=== Section Start ===
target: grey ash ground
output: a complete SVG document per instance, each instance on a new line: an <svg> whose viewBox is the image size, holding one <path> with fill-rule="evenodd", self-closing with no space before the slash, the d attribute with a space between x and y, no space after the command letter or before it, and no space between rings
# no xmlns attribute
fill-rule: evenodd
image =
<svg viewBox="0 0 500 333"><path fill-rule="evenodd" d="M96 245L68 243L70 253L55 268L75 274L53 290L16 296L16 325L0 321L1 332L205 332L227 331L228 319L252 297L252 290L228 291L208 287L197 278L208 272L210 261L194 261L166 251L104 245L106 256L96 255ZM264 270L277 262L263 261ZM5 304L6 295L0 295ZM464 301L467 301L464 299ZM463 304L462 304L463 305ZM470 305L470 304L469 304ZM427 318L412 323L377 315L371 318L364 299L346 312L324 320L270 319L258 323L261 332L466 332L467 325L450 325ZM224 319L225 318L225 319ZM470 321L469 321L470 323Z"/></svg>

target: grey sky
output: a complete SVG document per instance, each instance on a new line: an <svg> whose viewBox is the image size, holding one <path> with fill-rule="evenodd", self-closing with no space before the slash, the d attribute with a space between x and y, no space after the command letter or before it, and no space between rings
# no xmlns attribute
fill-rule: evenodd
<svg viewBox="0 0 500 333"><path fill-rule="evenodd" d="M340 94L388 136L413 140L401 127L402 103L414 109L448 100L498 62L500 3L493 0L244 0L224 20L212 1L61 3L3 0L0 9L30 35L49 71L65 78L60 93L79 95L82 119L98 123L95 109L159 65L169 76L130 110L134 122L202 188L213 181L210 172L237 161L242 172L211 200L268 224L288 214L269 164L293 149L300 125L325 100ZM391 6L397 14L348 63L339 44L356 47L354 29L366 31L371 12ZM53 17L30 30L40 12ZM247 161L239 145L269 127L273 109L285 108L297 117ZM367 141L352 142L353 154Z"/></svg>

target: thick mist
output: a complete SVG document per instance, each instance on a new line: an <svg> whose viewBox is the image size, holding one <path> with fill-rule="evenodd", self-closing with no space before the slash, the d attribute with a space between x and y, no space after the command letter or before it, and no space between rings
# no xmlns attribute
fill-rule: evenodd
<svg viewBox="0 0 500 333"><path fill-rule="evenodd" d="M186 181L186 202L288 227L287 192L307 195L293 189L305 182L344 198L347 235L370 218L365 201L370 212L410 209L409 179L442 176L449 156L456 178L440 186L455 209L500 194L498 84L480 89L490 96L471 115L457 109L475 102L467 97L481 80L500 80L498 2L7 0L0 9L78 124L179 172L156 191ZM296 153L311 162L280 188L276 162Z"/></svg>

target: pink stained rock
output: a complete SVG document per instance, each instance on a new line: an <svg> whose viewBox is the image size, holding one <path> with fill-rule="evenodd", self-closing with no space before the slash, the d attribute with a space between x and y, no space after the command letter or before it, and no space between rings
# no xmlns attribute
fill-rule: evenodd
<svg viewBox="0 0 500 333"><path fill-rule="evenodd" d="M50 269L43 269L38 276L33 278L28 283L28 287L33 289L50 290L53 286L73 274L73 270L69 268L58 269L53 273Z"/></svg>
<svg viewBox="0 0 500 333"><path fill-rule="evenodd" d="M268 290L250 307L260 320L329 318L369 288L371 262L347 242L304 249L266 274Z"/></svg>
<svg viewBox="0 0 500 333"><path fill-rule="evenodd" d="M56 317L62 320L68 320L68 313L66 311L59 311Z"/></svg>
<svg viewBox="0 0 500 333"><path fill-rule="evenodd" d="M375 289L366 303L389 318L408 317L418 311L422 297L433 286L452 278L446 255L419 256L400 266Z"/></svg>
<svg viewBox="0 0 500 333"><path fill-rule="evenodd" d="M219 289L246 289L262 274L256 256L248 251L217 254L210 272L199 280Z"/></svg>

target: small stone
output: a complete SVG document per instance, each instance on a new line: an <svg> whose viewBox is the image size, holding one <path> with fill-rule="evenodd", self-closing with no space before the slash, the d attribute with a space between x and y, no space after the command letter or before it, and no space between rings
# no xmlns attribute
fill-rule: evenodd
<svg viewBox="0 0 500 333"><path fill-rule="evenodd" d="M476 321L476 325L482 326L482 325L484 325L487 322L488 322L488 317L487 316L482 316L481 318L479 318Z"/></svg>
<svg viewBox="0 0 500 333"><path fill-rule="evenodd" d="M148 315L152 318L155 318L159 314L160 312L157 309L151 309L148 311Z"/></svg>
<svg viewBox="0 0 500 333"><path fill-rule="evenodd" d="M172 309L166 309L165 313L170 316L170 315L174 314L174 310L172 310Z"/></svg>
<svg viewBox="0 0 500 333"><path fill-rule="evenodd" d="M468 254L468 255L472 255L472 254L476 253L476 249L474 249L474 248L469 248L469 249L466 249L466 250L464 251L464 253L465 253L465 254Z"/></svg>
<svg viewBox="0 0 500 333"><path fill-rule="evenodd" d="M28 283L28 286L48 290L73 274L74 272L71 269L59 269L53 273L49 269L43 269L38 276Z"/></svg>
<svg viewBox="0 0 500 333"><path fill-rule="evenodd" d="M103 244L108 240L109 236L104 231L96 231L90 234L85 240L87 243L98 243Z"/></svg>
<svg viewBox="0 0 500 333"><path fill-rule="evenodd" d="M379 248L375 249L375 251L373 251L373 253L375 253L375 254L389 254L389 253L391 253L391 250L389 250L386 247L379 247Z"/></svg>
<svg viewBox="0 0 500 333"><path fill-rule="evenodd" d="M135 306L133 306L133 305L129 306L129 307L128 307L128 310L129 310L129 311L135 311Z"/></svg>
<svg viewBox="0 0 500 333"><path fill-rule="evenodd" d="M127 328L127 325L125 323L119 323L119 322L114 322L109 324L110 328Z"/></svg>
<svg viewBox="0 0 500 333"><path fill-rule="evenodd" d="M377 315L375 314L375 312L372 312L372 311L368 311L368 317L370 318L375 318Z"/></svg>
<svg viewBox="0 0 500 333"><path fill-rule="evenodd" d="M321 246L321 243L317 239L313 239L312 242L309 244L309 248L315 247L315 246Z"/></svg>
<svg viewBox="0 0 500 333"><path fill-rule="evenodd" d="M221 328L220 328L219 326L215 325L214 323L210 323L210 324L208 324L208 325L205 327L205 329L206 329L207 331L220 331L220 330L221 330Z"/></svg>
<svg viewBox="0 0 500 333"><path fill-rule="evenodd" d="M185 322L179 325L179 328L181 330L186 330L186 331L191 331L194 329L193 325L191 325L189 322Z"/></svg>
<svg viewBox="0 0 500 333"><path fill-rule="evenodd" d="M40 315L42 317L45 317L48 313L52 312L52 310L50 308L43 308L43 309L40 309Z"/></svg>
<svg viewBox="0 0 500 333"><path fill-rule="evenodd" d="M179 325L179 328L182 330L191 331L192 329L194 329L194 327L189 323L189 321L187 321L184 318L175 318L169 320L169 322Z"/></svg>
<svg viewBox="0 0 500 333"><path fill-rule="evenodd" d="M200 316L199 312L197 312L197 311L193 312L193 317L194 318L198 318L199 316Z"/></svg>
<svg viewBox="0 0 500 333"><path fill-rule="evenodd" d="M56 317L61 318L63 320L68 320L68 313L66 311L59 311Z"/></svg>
=== Section End ===
Task details:
From the records given above, copy all lines containing "grey".

Task solution:
target: grey ash ground
target: grey sky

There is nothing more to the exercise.